• **Task directions**: Omit each picture as you copy the entries exactly.

Data for analysis: Begin

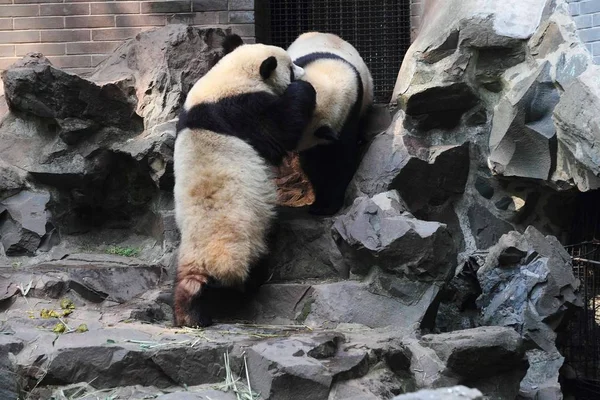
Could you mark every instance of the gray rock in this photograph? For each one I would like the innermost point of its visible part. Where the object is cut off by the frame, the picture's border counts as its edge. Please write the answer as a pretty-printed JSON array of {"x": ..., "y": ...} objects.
[
  {"x": 379, "y": 232},
  {"x": 381, "y": 383},
  {"x": 491, "y": 359},
  {"x": 34, "y": 86},
  {"x": 522, "y": 129},
  {"x": 11, "y": 180},
  {"x": 95, "y": 277},
  {"x": 479, "y": 352},
  {"x": 155, "y": 69},
  {"x": 578, "y": 132},
  {"x": 541, "y": 381},
  {"x": 354, "y": 302},
  {"x": 425, "y": 176},
  {"x": 486, "y": 227},
  {"x": 202, "y": 395},
  {"x": 9, "y": 388},
  {"x": 532, "y": 295},
  {"x": 451, "y": 393},
  {"x": 303, "y": 248},
  {"x": 24, "y": 221}
]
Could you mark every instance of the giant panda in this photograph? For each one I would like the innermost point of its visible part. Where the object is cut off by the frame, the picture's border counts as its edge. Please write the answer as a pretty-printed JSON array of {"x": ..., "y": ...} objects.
[
  {"x": 329, "y": 149},
  {"x": 238, "y": 121}
]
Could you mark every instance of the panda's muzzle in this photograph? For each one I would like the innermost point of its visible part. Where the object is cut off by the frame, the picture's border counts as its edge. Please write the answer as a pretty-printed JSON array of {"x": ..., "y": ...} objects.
[{"x": 297, "y": 71}]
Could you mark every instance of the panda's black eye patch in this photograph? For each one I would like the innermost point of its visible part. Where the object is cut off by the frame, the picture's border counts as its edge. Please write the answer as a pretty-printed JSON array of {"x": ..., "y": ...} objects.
[{"x": 267, "y": 67}]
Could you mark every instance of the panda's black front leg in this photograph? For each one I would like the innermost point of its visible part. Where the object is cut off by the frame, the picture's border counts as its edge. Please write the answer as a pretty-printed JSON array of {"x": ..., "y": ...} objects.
[
  {"x": 330, "y": 169},
  {"x": 295, "y": 110}
]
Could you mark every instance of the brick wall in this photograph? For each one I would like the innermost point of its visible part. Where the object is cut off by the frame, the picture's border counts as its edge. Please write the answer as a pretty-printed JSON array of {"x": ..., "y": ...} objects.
[
  {"x": 586, "y": 14},
  {"x": 77, "y": 34},
  {"x": 416, "y": 13}
]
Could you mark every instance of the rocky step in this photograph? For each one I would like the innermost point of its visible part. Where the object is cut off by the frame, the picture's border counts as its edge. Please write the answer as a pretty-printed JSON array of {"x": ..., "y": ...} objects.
[{"x": 101, "y": 346}]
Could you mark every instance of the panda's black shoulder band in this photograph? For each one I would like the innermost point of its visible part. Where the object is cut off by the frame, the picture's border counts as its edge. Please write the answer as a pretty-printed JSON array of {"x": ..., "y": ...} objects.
[{"x": 271, "y": 124}]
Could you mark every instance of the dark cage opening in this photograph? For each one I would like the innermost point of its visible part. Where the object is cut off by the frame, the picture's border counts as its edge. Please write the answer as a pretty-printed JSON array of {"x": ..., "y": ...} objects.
[
  {"x": 379, "y": 29},
  {"x": 580, "y": 341}
]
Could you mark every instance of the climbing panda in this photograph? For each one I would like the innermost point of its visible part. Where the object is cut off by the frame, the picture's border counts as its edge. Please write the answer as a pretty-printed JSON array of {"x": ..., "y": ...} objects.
[
  {"x": 238, "y": 121},
  {"x": 329, "y": 148}
]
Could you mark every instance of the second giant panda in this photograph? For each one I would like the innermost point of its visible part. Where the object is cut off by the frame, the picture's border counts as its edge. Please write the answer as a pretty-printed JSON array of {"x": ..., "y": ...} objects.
[
  {"x": 238, "y": 120},
  {"x": 329, "y": 149}
]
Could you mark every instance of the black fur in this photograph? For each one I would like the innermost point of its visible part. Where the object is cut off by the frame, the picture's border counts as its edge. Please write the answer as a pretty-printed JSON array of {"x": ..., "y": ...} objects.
[
  {"x": 267, "y": 67},
  {"x": 272, "y": 125},
  {"x": 330, "y": 167},
  {"x": 231, "y": 43}
]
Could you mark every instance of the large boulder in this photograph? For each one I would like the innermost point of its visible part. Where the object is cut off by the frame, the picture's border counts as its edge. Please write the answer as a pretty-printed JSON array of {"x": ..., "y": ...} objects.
[
  {"x": 451, "y": 393},
  {"x": 579, "y": 131},
  {"x": 408, "y": 259},
  {"x": 79, "y": 106},
  {"x": 25, "y": 223},
  {"x": 103, "y": 146},
  {"x": 425, "y": 175},
  {"x": 379, "y": 231},
  {"x": 158, "y": 67},
  {"x": 527, "y": 283}
]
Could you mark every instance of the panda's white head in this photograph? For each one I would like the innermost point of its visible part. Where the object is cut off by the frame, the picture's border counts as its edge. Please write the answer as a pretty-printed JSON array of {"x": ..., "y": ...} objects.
[{"x": 245, "y": 68}]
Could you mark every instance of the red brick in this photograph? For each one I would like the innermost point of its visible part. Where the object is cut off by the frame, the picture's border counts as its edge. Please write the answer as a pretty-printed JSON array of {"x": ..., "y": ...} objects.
[
  {"x": 114, "y": 33},
  {"x": 97, "y": 59},
  {"x": 7, "y": 51},
  {"x": 241, "y": 5},
  {"x": 71, "y": 61},
  {"x": 91, "y": 21},
  {"x": 7, "y": 62},
  {"x": 19, "y": 36},
  {"x": 65, "y": 9},
  {"x": 20, "y": 11},
  {"x": 125, "y": 7},
  {"x": 179, "y": 6},
  {"x": 91, "y": 47},
  {"x": 206, "y": 18},
  {"x": 39, "y": 23},
  {"x": 47, "y": 49},
  {"x": 5, "y": 24},
  {"x": 71, "y": 35},
  {"x": 209, "y": 5},
  {"x": 141, "y": 20}
]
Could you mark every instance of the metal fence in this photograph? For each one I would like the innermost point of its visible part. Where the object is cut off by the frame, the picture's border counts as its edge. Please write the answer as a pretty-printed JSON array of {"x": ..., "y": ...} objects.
[
  {"x": 580, "y": 341},
  {"x": 379, "y": 29}
]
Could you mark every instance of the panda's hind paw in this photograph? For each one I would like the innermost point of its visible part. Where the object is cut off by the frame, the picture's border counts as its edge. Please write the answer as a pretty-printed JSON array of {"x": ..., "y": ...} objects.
[{"x": 327, "y": 133}]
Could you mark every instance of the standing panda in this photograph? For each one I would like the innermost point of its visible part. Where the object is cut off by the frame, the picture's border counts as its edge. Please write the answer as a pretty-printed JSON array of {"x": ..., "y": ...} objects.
[
  {"x": 329, "y": 151},
  {"x": 238, "y": 120}
]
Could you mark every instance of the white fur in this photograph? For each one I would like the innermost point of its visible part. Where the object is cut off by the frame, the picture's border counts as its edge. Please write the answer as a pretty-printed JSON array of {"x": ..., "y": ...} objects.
[
  {"x": 224, "y": 192},
  {"x": 224, "y": 203}
]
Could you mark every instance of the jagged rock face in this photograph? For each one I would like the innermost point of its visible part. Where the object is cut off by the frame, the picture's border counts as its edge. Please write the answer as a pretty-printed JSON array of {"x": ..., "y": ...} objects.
[
  {"x": 527, "y": 283},
  {"x": 452, "y": 393},
  {"x": 379, "y": 232},
  {"x": 157, "y": 68},
  {"x": 25, "y": 224},
  {"x": 102, "y": 147},
  {"x": 488, "y": 133}
]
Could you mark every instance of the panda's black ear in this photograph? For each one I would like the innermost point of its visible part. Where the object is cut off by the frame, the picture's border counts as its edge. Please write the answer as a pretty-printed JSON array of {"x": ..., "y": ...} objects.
[
  {"x": 231, "y": 43},
  {"x": 267, "y": 67}
]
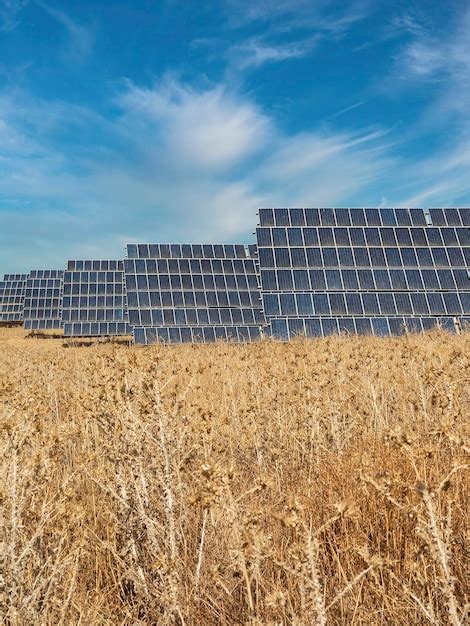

Data for analysis: End

• **Answer to this exercise**:
Could you mark every instance of the gray rock in this photograph? For each one I would like the innermost point of its visible part. Where the object is cut off by the frame, the picture's border counts as its edge. Please write the answer as a pretty-printed JSON array of {"x": ..., "y": ...} objects.
[
  {"x": 379, "y": 232},
  {"x": 381, "y": 383},
  {"x": 491, "y": 359},
  {"x": 34, "y": 86},
  {"x": 522, "y": 129},
  {"x": 11, "y": 180},
  {"x": 95, "y": 277},
  {"x": 479, "y": 352},
  {"x": 155, "y": 69},
  {"x": 578, "y": 132},
  {"x": 541, "y": 381},
  {"x": 354, "y": 302},
  {"x": 425, "y": 176},
  {"x": 486, "y": 227},
  {"x": 202, "y": 395},
  {"x": 9, "y": 388},
  {"x": 532, "y": 295},
  {"x": 451, "y": 393},
  {"x": 303, "y": 248},
  {"x": 24, "y": 221}
]
Could you mark every instance of the giant panda in this photograph? For each one I would like the innermost point of its visible part. Where the object is cut off by the frame, the picture's border counts as its edge. Please write the answer as a pretty-printed JSON array of {"x": ..., "y": ...} objects.
[
  {"x": 329, "y": 149},
  {"x": 238, "y": 121}
]
Could you mark every instance of the panda's muzzle in this photograph? For each one I would like the innermost point of its visible part. Where the object is cut off by the frame, the picture's border counts as its edge. Please write the answer as a pretty-printed JSON array of {"x": ..., "y": ...} objects.
[{"x": 297, "y": 71}]
Could you mark every instance of the panda's black eye patch in this photograph? For each one I would like the innermost point of its visible part. Where the object is cut off by the frame, the picture's border counts as its edge. Please write the answer as a pretty-printed JSON array of {"x": ..., "y": ...} objects.
[{"x": 267, "y": 67}]
Could you mark every instance of the panda's black front leg in this photograph? For each one I would like the innermost point of its visible part. Where the object is cut off by the frame, the picture's border counts as its edge. Please write the answer as a pretty-printed JSON array of {"x": ..., "y": ...} objects.
[
  {"x": 330, "y": 169},
  {"x": 295, "y": 110}
]
Could you mark every instance of the brick wall in this photograph? For each one I would like the innermost point of its visible part. Where the object is cut off by the frame, the picture's border counts as its edge. Please write the answer as a pretty-printed JSON array of {"x": ..., "y": ...} objects.
[
  {"x": 586, "y": 14},
  {"x": 77, "y": 34},
  {"x": 416, "y": 13}
]
Could you mark every instance of the rocky step in this photograph? For each one I would like the innermost point of its visible part. Where the object is cut off by the frame, the picture's border counts as its edge. Please write the answer as a pretty-printed JSON array of {"x": ..., "y": ...} objects.
[{"x": 101, "y": 346}]
Could you mark every instance of the panda's black shoulder band in this photograph? For each one I would like the innermost point of its visible part. Where the object is cut off by the frame, the picture's border counts as its edge. Please write the answer as a pretty-printed JSON array of {"x": ..., "y": ...} objects.
[{"x": 271, "y": 124}]
Could you mark every instance of the dark cage opening in this photograph? For each one I would like the innermost point of its visible part. Where the object is cut off by the frame, the picture's border counts as its edge. Please write the answer as a pretty-printed JSON array of {"x": ..., "y": ...} objects.
[
  {"x": 379, "y": 29},
  {"x": 580, "y": 341}
]
Could you mark every instance of the climbing panda in this photograph? For each one I would like the innermost point of its visible part. Where the object is cut off by the frame, the picture's border counts as its edge. Please write the answer as a pretty-printed JSON array of {"x": ..., "y": ...} objects.
[
  {"x": 238, "y": 121},
  {"x": 329, "y": 148}
]
Could you mark every instance of the second giant panda in this photograph? For each one I would like the innermost point of its visible part. Where the object is cut off by the frame, the picture's border counts as its edge. Please write the answer as a pretty-printed JSON array of {"x": ..., "y": ...} objects.
[
  {"x": 238, "y": 120},
  {"x": 329, "y": 149}
]
Could you mark every instance of the black fur in this photograph? For each one I would like the innermost point of its visible part. Where the object is cut off by the frame, the picture's border counts as its edge. Please write the answer as a pretty-printed JSON array of {"x": ..., "y": ...} objects.
[
  {"x": 267, "y": 67},
  {"x": 272, "y": 125},
  {"x": 330, "y": 167},
  {"x": 231, "y": 43}
]
Could you mark every instance of the large boulder in this photograph? For each one I would like the innermost point of its visible part. Where the object is cut off by the frame, the picture's border counts as its edge. Please write the answer as a pretty-printed JSON array of {"x": ..., "y": ...} objects.
[
  {"x": 451, "y": 393},
  {"x": 579, "y": 131},
  {"x": 408, "y": 259},
  {"x": 79, "y": 106},
  {"x": 25, "y": 223},
  {"x": 103, "y": 146},
  {"x": 425, "y": 175},
  {"x": 379, "y": 231},
  {"x": 158, "y": 67},
  {"x": 527, "y": 283}
]
Could you mark every instance of the panda's white head in this photograph? For each one I would like the innermost point of its visible part. Where the object is cut off by the frame, the picture's border counts as its edge. Please write the answer as a pretty-printed JSON array of {"x": ..., "y": ...} objects.
[{"x": 245, "y": 68}]
Could you mark every instance of the red brick in this photograph? For each one I would like the innermost point of its visible part. Where the object is cut off by the frame, the picture's border counts as its edge. Please write the answer as a pretty-printed JSON array of {"x": ..., "y": ...} objects.
[
  {"x": 114, "y": 33},
  {"x": 97, "y": 59},
  {"x": 7, "y": 51},
  {"x": 241, "y": 5},
  {"x": 71, "y": 61},
  {"x": 91, "y": 21},
  {"x": 7, "y": 62},
  {"x": 19, "y": 36},
  {"x": 65, "y": 9},
  {"x": 20, "y": 11},
  {"x": 125, "y": 7},
  {"x": 179, "y": 6},
  {"x": 91, "y": 47},
  {"x": 206, "y": 18},
  {"x": 39, "y": 23},
  {"x": 47, "y": 49},
  {"x": 5, "y": 24},
  {"x": 71, "y": 35},
  {"x": 209, "y": 5},
  {"x": 141, "y": 20}
]
Could you mark every instance of the metal fence in this photograph? For each one I would like the innermost point of its visible part. Where the object is cut off by the frame, the picture's border counts as its edge. Please write the answer as a pretty-printed JSON array of {"x": ..., "y": ...} objects.
[
  {"x": 580, "y": 341},
  {"x": 379, "y": 29}
]
Could you mark every instance of the panda's hind paw in this photograph? For each one I would like the innermost point of its visible part. Where the object is cut off by the frame, the picture's border counts as its edge. Please write the answer as a pretty-printed JSON array of {"x": ..., "y": ...} objects.
[{"x": 327, "y": 133}]
Could you mark every instance of the standing panda in this photograph? For each one I would like the innermost point of its visible part. Where the object is cut off by the frame, the picture's border counts as its edge. Please write the answer as a pretty-printed JSON array of {"x": ..., "y": ...} objects.
[
  {"x": 329, "y": 151},
  {"x": 238, "y": 120}
]
Could you mark every instance of the white fur in this photograph? For each one I would like the innermost point of its visible part. Where the object is cut off by the frame, the picture's border counts as its edge. Please write the answer as a pretty-printed JSON array of {"x": ..., "y": ...} objects.
[
  {"x": 224, "y": 192},
  {"x": 224, "y": 203}
]
Could you mark every instance of the jagged rock face in this photograph? For each one I would like the innermost point of its visible part. Where the object is cut off by the frame, the picture's border counts as its edge. Please write the answer as a pretty-printed JSON array of {"x": ..., "y": ...} objects.
[
  {"x": 527, "y": 283},
  {"x": 452, "y": 393},
  {"x": 379, "y": 232},
  {"x": 157, "y": 68},
  {"x": 25, "y": 224},
  {"x": 102, "y": 147},
  {"x": 488, "y": 133}
]
Could you mark every instance of the panda's black ear in this photograph? For each one I would like the innermost point of its visible part. Where the object is cut off by the frame, the picture's border counts as its edge. Please write the answer as a pretty-printed JSON array of {"x": ..., "y": ...} objects.
[
  {"x": 231, "y": 43},
  {"x": 267, "y": 67}
]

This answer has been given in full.